• EXERCISE OBJECTIVE
Extract all of the material below and reproduce it line for line, with no changes.

• INPUT
• • • • • • •
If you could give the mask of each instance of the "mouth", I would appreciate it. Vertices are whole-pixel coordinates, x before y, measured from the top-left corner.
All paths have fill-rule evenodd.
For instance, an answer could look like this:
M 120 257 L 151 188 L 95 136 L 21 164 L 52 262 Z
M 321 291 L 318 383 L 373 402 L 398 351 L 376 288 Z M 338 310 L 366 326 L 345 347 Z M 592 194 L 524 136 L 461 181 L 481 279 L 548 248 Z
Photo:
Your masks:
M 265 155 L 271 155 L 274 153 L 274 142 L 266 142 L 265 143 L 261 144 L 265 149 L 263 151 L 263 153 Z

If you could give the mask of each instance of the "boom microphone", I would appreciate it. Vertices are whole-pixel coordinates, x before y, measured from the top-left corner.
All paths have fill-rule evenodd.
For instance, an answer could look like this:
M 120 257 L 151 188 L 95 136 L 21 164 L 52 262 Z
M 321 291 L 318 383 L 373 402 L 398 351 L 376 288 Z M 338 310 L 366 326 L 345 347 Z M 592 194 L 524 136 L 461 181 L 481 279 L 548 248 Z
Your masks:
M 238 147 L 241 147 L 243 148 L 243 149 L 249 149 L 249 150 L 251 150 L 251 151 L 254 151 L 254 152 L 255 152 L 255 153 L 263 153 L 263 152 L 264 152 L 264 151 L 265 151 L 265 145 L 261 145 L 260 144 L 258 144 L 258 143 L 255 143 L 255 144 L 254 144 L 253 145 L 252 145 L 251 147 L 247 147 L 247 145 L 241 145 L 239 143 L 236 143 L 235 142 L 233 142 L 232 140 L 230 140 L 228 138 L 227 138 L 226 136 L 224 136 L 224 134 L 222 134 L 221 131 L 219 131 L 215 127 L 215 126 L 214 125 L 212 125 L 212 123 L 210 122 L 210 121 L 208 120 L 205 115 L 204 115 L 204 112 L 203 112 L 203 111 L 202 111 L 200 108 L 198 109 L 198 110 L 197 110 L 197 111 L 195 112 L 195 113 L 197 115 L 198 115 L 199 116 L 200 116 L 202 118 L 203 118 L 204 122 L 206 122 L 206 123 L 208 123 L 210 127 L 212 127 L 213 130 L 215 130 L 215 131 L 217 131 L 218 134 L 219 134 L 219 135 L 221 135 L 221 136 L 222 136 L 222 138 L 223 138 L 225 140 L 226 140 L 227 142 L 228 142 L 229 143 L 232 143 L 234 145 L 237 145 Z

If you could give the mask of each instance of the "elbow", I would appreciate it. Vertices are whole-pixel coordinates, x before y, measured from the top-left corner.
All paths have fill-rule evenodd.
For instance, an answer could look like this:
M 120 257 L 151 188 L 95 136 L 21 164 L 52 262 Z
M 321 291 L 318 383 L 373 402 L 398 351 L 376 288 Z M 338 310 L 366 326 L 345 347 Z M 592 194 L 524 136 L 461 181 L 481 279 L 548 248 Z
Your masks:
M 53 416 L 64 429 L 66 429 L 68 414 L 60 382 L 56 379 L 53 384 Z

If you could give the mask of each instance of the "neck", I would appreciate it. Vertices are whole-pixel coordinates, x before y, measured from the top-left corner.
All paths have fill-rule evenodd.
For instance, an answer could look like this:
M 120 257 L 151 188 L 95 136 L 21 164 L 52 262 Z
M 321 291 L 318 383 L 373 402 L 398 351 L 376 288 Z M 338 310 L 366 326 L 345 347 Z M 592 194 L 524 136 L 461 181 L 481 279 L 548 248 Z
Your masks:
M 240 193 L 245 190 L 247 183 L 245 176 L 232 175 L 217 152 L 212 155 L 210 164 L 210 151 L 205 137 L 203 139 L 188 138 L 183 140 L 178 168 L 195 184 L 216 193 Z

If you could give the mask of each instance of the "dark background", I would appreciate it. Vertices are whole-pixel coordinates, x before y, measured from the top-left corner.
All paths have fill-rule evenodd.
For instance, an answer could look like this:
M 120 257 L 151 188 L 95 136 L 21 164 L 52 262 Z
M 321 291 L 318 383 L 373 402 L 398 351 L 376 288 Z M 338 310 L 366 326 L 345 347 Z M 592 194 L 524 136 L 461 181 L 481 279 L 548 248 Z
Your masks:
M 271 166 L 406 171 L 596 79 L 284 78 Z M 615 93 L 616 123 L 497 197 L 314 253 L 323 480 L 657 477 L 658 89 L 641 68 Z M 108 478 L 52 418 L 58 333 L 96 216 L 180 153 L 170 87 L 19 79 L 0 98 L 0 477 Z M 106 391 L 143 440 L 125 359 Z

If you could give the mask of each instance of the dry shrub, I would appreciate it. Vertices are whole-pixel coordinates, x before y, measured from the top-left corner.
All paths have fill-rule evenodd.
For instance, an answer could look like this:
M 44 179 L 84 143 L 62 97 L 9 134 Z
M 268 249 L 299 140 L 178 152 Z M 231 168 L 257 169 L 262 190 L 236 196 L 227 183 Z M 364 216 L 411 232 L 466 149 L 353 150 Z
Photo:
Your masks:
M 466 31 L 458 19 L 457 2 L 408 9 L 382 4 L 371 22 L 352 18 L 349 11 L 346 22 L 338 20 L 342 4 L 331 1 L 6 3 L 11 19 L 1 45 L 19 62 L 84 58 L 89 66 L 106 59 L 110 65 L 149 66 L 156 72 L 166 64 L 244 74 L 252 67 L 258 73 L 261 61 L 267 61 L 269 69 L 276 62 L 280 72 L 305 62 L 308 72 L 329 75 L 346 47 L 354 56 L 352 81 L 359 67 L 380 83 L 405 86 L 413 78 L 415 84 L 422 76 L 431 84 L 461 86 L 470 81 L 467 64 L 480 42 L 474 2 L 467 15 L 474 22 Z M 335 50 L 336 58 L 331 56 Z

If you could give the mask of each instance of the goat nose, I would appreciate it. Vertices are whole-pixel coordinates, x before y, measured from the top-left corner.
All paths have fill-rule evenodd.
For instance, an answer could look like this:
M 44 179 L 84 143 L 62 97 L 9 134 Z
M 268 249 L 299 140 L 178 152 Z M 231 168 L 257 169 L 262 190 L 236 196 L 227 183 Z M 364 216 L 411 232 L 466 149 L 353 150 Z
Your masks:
• • • • • • •
• EXERCISE SOLUTION
If you could give the mask of each instance of the "mouth", I would appreciate it. Vertices are whole-pixel coordinates, x before y, measured from the top-left corner.
All paths have fill-rule evenodd.
For instance, an answer could look like this:
M 120 257 L 151 188 L 95 136 L 21 164 L 52 262 Z
M 321 291 L 318 383 L 373 402 L 398 351 L 376 288 Z M 338 310 L 366 326 L 345 347 Z M 592 194 L 524 136 L 461 181 L 481 279 L 548 248 Z
Photo:
Your masks:
M 265 155 L 271 155 L 274 153 L 274 142 L 266 142 L 265 143 L 261 144 L 265 149 L 263 151 L 263 153 Z

If you could give the mask of each instance of the "boom microphone", I would appreciate it. Vertices are whole-pixel coordinates, x before y, measured from the top-left corner.
All paths have fill-rule evenodd.
For instance, an answer could look like this:
M 120 257 L 151 188 L 95 136 L 21 164 L 52 262 Z
M 321 291 L 318 383 L 373 402 L 398 351 L 376 288 Z M 338 310 L 366 326 L 345 347 Z M 592 194 L 524 136 L 461 181 L 481 279 L 548 248 Z
Your masks:
M 238 147 L 241 147 L 243 148 L 243 149 L 249 149 L 249 150 L 251 150 L 251 151 L 254 151 L 254 152 L 255 152 L 255 153 L 263 153 L 263 152 L 264 152 L 264 151 L 265 151 L 265 145 L 261 145 L 260 144 L 258 144 L 258 143 L 255 143 L 255 144 L 254 144 L 253 145 L 252 145 L 251 147 L 247 147 L 247 145 L 241 145 L 239 143 L 236 143 L 235 142 L 233 142 L 232 140 L 230 140 L 228 138 L 227 138 L 226 136 L 224 136 L 224 134 L 222 134 L 221 131 L 219 131 L 215 127 L 215 126 L 214 125 L 212 125 L 212 123 L 210 122 L 210 121 L 208 120 L 205 115 L 204 115 L 204 112 L 203 112 L 203 111 L 202 111 L 200 108 L 198 109 L 198 110 L 197 110 L 197 111 L 195 112 L 195 113 L 197 115 L 198 115 L 199 116 L 200 116 L 202 118 L 203 118 L 204 122 L 206 122 L 206 123 L 208 123 L 210 127 L 212 127 L 213 130 L 215 130 L 215 131 L 217 131 L 218 134 L 219 134 L 219 135 L 221 135 L 221 136 L 222 136 L 222 138 L 223 138 L 225 140 L 226 140 L 227 142 L 228 142 L 229 143 L 232 143 L 234 145 L 237 145 Z

If you could give the mask of each instance of the "elbow", I would appreciate it. Vertices are whole-pixel coordinates, x before y, measured from the top-left corner.
All paths have fill-rule evenodd.
For instance, an answer could look like this:
M 120 257 L 151 188 L 95 136 L 21 164 L 52 262 Z
M 321 291 L 318 383 L 373 402 L 398 351 L 376 288 Z M 338 310 L 366 326 L 345 347 Z M 592 194 L 524 136 L 461 181 L 481 279 L 548 248 Z
Your masks:
M 53 416 L 64 429 L 66 429 L 68 414 L 60 382 L 56 379 L 53 384 Z

If you could give the mask of each instance of the "neck", I would appreciate it. Vertices are whole-pixel coordinates, x before y, measured from the top-left corner.
All paths have fill-rule evenodd.
For instance, an answer could look like this:
M 120 257 L 151 188 L 95 136 L 21 164 L 52 262 Z
M 321 291 L 318 383 L 373 402 L 398 351 L 376 288 Z M 338 310 L 366 326 L 345 347 Z M 592 194 L 524 136 L 461 181 L 481 279 L 548 248 Z
Your masks:
M 240 193 L 245 190 L 247 183 L 245 176 L 232 175 L 217 152 L 212 155 L 210 164 L 210 151 L 205 137 L 203 139 L 188 138 L 183 140 L 178 168 L 195 184 L 216 193 Z

If you could give the mask of each instance of the "dark background", I would appreciate it. Vertices are whole-pixel coordinates, x before y, measured from the top-left corner.
All paths have fill-rule evenodd.
For instance, an answer could look like this:
M 120 257 L 151 188 L 95 136 L 21 164 L 52 262 Z
M 321 291 L 318 383 L 373 402 L 398 351 L 376 288 Z M 338 310 L 366 326 L 345 347 Z M 592 194 L 524 136 L 461 181 L 481 279 L 548 248 Z
Your masks:
M 271 166 L 406 171 L 596 79 L 284 78 Z M 615 93 L 616 123 L 497 197 L 314 253 L 323 480 L 657 477 L 658 89 L 641 68 Z M 108 478 L 52 418 L 58 333 L 96 216 L 180 153 L 170 87 L 19 79 L 0 98 L 0 477 Z M 106 391 L 143 440 L 125 359 Z

If you could give the mask of each instance of the dry shrub, I would appreciate it. Vertices are whole-pixel coordinates, x before y, measured from the top-left corner.
All paths have fill-rule evenodd.
For instance, an answer could look like this:
M 44 179 L 84 143 L 62 97 L 9 134 Z
M 268 249 L 299 140 L 178 152 Z M 231 168 L 257 169 L 262 190 L 236 196 L 227 183 Z M 364 216 L 411 232 L 466 149 L 353 150 Z
Photo:
Your masks:
M 466 31 L 458 19 L 457 2 L 408 9 L 382 4 L 371 22 L 352 18 L 349 11 L 346 22 L 338 20 L 342 4 L 331 1 L 6 3 L 11 19 L 1 45 L 19 62 L 84 58 L 89 66 L 106 59 L 110 65 L 149 66 L 156 72 L 166 64 L 244 74 L 252 67 L 258 73 L 261 61 L 267 61 L 269 69 L 276 62 L 280 72 L 305 62 L 308 72 L 329 75 L 346 47 L 354 56 L 352 81 L 359 67 L 380 83 L 405 86 L 413 78 L 415 84 L 422 76 L 431 84 L 461 86 L 470 81 L 467 64 L 480 42 L 474 2 L 467 15 L 474 22 Z M 335 50 L 336 58 L 331 56 Z

If you could give the mask of each instance of the goat nose, I would appreciate it. Vertices are whole-pixel coordinates, x before y, measured from the top-left corner.
All paths have fill-rule evenodd.
For instance, an answer could look like this:
M 44 179 L 84 143 L 62 97 L 9 134 Z
M 268 249 L 299 140 L 178 152 Z M 231 168 L 257 169 L 262 190 L 236 196 L 227 183 Z M 364 216 L 411 232 L 466 149 L 353 150 Z
Your masks:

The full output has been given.